-- start of Provided entries --

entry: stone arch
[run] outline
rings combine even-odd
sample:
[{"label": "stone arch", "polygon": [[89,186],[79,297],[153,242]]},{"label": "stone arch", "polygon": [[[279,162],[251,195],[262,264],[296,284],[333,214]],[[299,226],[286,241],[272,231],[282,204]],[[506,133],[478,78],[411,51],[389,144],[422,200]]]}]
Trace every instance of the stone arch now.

-- end of Provided entries --

== Given task ==
Could you give the listing again with "even-odd" swapped for "nonzero" and everything else left unchanged?

== Result of the exercise ==
entry: stone arch
[run] outline
rings combine nonzero
sample:
[{"label": "stone arch", "polygon": [[89,186],[79,297],[153,242]]},{"label": "stone arch", "polygon": [[[279,162],[251,195],[262,264],[296,284],[333,214]],[[299,226],[286,241],[272,231],[282,204]],[[506,133],[478,78],[411,51],[389,144],[422,200]]]}]
Trace every instance of the stone arch now.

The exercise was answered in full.